═════ Excerpted records
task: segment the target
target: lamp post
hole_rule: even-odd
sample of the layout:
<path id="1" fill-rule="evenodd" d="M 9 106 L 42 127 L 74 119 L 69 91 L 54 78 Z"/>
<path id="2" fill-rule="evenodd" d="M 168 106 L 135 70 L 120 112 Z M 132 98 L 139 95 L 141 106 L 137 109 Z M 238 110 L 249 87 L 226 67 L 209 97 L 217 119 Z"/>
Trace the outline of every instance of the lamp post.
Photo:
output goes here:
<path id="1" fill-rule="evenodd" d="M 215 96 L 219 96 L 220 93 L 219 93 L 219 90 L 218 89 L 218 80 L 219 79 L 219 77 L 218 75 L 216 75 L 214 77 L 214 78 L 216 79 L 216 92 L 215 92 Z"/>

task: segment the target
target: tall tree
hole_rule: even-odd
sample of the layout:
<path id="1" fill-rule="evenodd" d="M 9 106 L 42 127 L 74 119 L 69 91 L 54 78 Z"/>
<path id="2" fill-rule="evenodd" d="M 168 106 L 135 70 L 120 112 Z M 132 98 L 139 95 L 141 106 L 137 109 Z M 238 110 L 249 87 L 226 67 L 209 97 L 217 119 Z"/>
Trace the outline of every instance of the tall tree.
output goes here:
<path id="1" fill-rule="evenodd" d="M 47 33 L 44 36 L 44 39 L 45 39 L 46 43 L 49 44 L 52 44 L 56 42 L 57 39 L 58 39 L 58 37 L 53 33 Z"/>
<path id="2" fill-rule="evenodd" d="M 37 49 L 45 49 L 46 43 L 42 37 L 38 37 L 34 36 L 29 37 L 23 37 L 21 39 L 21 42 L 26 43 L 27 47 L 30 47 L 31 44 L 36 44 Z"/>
══════════
Can you recast the lines of the excerpt above, from the very first one up to and including the line with "Trace the outline of every instance of the lamp", as a JSON list of strings with one string per line and blank lines left out?

[
  "task: segment the target",
  "target: lamp post",
  "hole_rule: even-odd",
  "sample of the layout:",
  "<path id=\"1\" fill-rule=\"evenodd\" d=\"M 9 106 L 42 127 L 74 119 L 69 91 L 54 78 Z\"/>",
  "<path id=\"2\" fill-rule=\"evenodd\" d=\"M 168 106 L 135 70 L 120 112 Z M 132 98 L 139 95 L 141 106 L 137 109 Z M 238 110 L 249 87 L 226 67 L 209 97 L 217 119 Z\"/>",
  "Trace the outline of every instance of the lamp post."
]